▶ _Énoncé 1_
Imprimez sans la moindre modification le passage du texte sur le Van Gogh et le Code civil allant de "Tout commence en" à "d’affaires Jean-Marc Vernes.".
▶ _Énoncé 2_
Restituez à l'identique les lignes des entrées, de leur toute première ligne jusqu'à la ligne contenant "137,138,182,198", celle-ci incluse.

📆 25 MAI 2004 : Le jour où un Van Gogh a modifié le Code civil
Ce jour-là, la première chambre civile de la Cour de cassation rend un arrêt relatif au marché de l’art qui fera date en droit des contrats. Explication.
Tout commence en 1992. Le Jardin d’Auvers, œuvre réalisée par Vincent Van Gogh lors de son dernier été passé à Auvers-sur-Oise, est expertisée et authentifiée pour une vente aux enchères. La toile est acquise pour l’équivalent de 8,8 millions d’euros par l’homme d’affaires Jean-Marc Vernes.
A son décès en 1996, ses héritiers décident de s’en séparer et portent le tableau aux enchères. Jusque là, rien de bien extraordinaire. Mais c’est sans compter le grondement des rumeurs propagées alors par un journaliste spécialisé : pour lui, cette toile n’est pas de Van Gogh. Avec cette nouvelle suspicion qui plane, aucune enchère intéressante n’est proposée, et le tableau n’est pas vendu.

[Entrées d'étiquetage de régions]

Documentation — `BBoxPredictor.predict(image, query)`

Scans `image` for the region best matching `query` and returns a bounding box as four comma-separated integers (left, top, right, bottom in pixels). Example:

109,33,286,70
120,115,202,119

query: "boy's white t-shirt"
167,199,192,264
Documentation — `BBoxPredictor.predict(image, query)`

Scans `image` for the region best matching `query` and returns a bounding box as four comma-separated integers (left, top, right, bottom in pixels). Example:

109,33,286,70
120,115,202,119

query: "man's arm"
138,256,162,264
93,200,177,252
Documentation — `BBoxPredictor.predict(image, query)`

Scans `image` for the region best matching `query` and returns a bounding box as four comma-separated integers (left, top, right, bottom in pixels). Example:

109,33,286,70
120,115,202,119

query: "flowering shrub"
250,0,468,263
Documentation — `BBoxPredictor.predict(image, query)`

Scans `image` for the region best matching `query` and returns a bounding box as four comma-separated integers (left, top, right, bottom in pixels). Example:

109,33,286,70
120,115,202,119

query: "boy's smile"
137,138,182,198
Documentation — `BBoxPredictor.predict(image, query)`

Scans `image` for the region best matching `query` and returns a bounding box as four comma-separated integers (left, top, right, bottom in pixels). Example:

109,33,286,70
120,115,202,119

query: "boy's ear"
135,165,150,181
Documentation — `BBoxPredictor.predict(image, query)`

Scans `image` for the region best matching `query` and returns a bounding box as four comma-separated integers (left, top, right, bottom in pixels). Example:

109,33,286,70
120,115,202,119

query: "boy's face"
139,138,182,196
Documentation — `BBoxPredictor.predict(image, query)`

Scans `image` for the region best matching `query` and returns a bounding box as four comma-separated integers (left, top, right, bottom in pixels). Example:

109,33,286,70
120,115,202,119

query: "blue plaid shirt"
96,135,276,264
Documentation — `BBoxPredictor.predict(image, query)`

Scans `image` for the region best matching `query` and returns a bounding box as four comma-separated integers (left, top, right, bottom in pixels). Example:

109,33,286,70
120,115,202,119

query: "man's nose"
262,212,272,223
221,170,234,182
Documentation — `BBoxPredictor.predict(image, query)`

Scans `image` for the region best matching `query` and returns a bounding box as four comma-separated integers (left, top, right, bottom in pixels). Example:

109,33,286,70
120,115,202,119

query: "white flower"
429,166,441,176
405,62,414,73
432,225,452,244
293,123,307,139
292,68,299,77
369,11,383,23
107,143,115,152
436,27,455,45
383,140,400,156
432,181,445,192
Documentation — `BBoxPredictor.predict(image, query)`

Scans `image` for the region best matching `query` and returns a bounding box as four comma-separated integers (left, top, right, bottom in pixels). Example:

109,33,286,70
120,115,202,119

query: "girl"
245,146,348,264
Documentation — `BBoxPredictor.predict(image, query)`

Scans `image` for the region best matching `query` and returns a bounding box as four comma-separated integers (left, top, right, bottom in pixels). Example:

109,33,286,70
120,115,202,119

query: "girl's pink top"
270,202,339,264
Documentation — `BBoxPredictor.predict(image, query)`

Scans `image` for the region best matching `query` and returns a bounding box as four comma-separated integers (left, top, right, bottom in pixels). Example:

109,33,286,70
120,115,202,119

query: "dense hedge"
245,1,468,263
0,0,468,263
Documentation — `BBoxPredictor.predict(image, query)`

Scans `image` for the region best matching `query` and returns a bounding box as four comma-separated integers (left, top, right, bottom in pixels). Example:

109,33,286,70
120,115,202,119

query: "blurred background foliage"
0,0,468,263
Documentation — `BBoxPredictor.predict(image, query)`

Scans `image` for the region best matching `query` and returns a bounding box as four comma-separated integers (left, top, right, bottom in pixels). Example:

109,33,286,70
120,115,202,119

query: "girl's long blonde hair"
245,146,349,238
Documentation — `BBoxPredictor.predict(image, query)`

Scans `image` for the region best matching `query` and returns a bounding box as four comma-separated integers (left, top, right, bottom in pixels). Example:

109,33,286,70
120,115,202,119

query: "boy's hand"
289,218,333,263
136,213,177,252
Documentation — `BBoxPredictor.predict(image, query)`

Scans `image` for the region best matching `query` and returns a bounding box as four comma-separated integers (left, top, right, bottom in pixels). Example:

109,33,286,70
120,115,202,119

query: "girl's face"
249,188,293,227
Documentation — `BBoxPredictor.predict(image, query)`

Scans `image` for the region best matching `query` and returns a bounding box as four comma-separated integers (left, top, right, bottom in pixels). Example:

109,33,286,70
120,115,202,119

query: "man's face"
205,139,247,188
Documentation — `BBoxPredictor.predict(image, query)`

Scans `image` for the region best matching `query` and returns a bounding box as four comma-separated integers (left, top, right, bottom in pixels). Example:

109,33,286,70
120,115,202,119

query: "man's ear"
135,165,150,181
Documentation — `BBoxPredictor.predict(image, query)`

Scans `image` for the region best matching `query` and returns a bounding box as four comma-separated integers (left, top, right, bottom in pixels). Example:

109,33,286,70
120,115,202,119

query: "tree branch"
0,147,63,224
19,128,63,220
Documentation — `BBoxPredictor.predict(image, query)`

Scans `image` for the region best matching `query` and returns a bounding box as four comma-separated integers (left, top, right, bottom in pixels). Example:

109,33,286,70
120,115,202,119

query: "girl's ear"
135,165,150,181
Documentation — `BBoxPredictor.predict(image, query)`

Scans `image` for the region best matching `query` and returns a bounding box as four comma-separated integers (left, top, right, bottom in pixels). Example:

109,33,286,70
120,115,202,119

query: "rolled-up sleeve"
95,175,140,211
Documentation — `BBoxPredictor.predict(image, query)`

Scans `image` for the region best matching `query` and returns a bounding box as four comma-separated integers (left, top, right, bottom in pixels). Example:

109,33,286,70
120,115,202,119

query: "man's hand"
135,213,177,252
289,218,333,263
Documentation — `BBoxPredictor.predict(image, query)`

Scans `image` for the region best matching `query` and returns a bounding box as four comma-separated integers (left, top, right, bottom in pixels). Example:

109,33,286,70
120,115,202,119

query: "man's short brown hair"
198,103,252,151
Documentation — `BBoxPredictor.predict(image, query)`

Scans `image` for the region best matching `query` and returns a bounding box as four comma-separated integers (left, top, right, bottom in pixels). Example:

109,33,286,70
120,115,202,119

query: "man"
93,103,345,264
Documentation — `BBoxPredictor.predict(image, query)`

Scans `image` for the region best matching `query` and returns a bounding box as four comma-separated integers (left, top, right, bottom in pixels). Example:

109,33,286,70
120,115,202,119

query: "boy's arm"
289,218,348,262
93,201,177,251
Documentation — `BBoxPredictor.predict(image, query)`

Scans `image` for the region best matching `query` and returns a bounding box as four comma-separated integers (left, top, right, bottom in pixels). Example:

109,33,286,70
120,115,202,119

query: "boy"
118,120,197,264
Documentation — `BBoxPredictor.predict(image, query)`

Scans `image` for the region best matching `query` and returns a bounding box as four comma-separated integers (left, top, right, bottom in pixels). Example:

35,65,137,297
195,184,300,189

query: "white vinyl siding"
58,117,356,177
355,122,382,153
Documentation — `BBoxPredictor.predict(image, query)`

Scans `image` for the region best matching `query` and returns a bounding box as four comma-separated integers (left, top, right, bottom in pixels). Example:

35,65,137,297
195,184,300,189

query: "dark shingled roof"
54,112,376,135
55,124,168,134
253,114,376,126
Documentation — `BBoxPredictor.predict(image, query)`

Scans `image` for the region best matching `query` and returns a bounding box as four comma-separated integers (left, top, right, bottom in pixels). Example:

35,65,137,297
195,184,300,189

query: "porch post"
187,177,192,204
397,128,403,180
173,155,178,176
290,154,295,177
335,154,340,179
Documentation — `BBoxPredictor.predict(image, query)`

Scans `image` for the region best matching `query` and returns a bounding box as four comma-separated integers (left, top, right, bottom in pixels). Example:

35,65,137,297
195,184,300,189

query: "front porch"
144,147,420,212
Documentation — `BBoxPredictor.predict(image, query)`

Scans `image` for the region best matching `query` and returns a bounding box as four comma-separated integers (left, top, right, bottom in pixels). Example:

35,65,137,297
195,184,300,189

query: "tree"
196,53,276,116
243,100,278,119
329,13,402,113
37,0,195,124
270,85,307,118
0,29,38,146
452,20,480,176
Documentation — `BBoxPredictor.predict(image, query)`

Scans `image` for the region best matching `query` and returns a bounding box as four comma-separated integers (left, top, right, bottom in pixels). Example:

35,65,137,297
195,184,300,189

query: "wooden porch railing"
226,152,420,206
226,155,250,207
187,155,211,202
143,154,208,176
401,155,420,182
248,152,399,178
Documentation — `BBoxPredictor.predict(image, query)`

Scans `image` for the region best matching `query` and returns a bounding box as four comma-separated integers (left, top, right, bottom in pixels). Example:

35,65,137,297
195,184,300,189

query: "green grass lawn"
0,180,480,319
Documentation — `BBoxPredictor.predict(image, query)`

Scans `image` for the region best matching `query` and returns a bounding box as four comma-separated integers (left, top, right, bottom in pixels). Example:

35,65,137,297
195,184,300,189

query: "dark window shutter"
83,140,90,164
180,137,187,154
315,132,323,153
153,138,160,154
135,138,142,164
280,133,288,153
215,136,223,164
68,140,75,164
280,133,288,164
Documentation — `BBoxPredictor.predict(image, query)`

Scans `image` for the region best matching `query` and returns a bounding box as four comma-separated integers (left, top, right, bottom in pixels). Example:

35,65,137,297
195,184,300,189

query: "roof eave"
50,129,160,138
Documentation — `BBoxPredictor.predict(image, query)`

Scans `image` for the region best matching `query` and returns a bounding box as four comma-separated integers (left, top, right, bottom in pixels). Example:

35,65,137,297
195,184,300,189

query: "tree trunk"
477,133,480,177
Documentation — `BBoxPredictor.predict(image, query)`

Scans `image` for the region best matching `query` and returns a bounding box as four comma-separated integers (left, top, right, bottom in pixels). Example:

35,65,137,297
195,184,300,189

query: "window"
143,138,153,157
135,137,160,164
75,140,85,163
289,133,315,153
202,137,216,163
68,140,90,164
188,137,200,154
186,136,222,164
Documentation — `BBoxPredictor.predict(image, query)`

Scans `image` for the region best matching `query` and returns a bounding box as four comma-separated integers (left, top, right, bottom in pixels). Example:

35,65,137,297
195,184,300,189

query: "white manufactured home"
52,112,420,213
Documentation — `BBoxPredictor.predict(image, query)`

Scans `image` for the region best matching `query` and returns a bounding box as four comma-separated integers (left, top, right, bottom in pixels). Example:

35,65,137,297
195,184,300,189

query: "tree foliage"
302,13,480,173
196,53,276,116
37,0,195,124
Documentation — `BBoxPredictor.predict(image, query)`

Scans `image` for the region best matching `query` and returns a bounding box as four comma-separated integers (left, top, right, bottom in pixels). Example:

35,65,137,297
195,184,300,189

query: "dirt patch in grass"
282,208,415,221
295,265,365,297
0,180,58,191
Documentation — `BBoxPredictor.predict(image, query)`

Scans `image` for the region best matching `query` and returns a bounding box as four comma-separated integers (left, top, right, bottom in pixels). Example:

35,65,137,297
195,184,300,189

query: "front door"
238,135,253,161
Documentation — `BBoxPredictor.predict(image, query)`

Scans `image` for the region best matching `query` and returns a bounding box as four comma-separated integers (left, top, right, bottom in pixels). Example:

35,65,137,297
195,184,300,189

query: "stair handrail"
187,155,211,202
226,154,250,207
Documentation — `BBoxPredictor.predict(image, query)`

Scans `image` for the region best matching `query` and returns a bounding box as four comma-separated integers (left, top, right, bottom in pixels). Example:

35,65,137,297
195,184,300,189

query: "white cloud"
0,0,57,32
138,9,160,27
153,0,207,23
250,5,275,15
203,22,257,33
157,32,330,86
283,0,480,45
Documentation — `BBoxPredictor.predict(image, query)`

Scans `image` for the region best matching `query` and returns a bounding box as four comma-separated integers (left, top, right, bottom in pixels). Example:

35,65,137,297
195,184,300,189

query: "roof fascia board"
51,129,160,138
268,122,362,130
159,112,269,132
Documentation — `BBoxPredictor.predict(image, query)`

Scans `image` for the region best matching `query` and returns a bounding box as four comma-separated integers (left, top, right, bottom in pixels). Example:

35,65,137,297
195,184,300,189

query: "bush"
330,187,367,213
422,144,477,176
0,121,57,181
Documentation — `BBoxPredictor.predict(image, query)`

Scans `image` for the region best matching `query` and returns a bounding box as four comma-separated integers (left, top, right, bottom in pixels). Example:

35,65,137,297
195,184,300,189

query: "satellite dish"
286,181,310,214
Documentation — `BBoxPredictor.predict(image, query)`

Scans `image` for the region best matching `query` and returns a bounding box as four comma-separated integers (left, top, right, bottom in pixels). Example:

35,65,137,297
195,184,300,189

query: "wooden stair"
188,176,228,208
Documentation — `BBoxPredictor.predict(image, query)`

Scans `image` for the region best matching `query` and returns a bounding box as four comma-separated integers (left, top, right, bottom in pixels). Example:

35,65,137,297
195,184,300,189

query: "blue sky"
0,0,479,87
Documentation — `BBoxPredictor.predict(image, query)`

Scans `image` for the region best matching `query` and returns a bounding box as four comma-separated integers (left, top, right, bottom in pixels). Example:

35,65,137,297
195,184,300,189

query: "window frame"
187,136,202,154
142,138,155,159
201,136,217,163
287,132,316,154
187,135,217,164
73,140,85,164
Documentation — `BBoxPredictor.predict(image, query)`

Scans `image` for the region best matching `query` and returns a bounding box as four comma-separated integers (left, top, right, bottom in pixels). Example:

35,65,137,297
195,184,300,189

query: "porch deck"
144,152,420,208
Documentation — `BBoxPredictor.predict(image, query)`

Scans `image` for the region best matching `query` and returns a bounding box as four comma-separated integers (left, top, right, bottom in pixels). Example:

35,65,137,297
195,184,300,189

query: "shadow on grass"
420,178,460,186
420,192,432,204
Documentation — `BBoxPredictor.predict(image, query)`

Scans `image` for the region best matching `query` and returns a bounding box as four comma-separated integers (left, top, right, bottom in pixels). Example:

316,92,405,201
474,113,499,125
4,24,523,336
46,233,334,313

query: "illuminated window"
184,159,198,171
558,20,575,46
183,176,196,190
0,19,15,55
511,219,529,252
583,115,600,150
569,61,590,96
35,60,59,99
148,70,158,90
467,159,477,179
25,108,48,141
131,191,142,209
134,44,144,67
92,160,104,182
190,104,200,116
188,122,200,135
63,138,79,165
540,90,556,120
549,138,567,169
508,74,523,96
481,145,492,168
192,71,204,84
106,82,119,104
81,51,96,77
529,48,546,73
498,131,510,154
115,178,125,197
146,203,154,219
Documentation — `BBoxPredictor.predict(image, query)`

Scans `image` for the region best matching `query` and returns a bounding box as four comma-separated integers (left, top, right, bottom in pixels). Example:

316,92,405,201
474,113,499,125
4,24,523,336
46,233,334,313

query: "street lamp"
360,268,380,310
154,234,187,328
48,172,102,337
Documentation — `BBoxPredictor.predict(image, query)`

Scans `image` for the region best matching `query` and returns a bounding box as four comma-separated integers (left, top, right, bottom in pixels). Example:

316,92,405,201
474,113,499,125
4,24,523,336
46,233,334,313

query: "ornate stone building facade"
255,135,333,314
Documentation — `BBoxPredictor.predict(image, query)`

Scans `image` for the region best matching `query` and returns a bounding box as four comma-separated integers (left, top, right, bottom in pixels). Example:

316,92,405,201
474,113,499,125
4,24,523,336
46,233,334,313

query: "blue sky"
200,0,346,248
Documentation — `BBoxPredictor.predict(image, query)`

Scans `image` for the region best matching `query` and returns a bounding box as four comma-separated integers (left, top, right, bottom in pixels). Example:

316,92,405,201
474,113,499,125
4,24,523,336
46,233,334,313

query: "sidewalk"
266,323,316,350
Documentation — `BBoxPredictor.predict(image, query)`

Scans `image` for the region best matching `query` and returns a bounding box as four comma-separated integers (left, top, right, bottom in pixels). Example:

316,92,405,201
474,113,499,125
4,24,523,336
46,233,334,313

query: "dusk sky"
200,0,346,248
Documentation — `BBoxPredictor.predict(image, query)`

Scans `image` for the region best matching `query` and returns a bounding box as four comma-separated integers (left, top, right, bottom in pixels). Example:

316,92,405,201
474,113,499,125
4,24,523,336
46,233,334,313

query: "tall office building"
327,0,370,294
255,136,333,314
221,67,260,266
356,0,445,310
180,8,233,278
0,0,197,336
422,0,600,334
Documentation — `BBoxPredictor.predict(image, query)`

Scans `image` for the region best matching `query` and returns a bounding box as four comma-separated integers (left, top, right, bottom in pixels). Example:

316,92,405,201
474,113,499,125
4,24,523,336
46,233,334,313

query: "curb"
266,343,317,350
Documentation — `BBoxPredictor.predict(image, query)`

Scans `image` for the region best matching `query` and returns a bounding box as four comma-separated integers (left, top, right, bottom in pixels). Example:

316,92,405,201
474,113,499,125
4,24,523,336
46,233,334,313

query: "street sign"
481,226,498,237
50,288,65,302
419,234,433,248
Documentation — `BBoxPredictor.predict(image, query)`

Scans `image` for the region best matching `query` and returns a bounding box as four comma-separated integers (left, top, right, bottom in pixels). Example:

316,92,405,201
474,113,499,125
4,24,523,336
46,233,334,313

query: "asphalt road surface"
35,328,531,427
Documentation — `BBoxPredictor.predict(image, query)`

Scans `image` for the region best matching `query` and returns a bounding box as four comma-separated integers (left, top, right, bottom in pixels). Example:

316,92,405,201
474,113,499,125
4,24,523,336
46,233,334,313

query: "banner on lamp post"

▶ _Réponse attendue 1_
Tout commence en 1992. Le Jardin d’Auvers, œuvre réalisée par Vincent Van Gogh lors de son dernier été passé à Auvers-sur-Oise, est expertisée et authentifiée pour une vente aux enchères. La toile est acquise pour l’équivalent de 8,8 millions d’euros par l’homme d’affaires Jean-Marc Vernes.

▶ _Réponse attendue 2_
Documentation — `BBoxPredictor.predict(image, query)`

Scans `image` for the region best matching `query` and returns a bounding box as four comma-separated integers (left, top, right, bottom in pixels). Example:

109,33,286,70
120,115,202,119

query: "boy's white t-shirt"
167,199,192,264
Documentation — `BBoxPredictor.predict(image, query)`

Scans `image` for the region best matching `query` and returns a bounding box as four comma-separated integers (left, top, right, bottom in pixels). Example:

109,33,286,70
120,115,202,119

query: "man's arm"
138,256,162,264
93,200,177,252
Documentation — `BBoxPredictor.predict(image, query)`

Scans `image` for the region best matching `query` and returns a bounding box as four comma-separated integers (left, top, right, bottom in pixels). Example:

109,33,286,70
120,115,202,119

query: "flowering shrub"
250,0,468,263
Documentation — `BBoxPredictor.predict(image, query)`

Scans `image` for the region best matching `query` and returns a bounding box as four comma-separated integers (left, top, right, bottom in pixels). Example:

109,33,286,70
120,115,202,119

query: "boy's smile"
137,138,182,198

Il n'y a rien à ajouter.